Ilustrasi/Net
RIAU1.COM - Pemerhati Anak dan Pendidikan, Retno Listyarti, menilai apa yang dilakukan Australia dengan membatasi anak di bawah usia 16 tahun memiliki akun media sosial adalah langkah yang tepat.
Menurut Retno, perkembangan teknologi yang melaju kencang membuat anak-anak berada dalam posisi rentan. Pertukaran informasi yang terjadi tanpa batas membuka peluang paparan negatif, dari konten radikal hingga penyimpangan seksual.
Ia mengingatkan bahwa bentuk kejahatan tak hanya terjadi di platform medsos, tetapi juga di game online yang banyak dimainkan anak-anak. Pelaku menyasar anak melalui berbagai celah, mulai dari obrolan game, DM (direct message), hingga ruang percakapan publik. Bentuk kejahatannya pun beragam, mulai dari penyebaran konten radikal, konten seksual, hingga grooming dan kekerasan seksual.

■ **DATA YANG DIBERIKAN**:
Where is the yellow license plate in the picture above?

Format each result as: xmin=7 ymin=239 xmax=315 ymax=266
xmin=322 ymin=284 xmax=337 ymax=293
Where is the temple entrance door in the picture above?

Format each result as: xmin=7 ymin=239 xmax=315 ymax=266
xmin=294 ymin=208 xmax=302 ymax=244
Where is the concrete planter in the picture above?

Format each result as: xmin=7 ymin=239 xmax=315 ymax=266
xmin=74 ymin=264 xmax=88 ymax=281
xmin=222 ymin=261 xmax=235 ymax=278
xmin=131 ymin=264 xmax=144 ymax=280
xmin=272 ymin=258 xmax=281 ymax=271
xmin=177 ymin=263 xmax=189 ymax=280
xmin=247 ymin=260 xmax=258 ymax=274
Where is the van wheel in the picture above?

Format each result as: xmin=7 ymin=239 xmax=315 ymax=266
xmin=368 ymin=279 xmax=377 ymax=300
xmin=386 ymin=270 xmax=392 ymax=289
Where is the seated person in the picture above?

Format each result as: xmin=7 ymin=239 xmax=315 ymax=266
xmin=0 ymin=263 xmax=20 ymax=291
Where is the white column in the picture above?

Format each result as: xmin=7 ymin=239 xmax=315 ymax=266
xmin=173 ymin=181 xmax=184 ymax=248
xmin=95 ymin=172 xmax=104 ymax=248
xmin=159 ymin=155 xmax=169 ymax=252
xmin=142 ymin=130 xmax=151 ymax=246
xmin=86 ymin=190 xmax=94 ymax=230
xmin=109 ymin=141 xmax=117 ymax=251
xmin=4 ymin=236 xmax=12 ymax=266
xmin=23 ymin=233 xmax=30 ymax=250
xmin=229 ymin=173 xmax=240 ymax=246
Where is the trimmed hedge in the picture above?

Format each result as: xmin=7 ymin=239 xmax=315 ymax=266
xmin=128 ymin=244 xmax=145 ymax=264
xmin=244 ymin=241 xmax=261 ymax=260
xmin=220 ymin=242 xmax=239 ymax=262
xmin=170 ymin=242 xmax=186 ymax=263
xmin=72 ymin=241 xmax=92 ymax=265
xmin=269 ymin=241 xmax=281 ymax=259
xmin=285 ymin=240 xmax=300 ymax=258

■ **SOAL**: Dalam kutipan tentang pembatasan media sosial bagi anak, anak di bawah usia berapa yang dibatasi Australia untuk memiliki akun media sosial? Entri-entri tersebut tidak dipakai untuk apa pun di sini.

■ **JAWABAN**: Anak di bawah usia 16 tahun.